Write out each of the following lines verbatim.

[Point labeling lines]
———
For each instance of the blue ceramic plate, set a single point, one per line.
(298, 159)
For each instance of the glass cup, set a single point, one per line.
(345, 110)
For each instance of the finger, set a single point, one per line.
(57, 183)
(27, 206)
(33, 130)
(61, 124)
———
▸ **Full solution**:
For each instance of the blue ceramic plate, set a single point, one per line.
(298, 159)
For each instance of the glass cup, set a single point, one per line.
(345, 110)
For each instance of the finger, set a single point, one per line.
(57, 183)
(27, 206)
(33, 130)
(61, 124)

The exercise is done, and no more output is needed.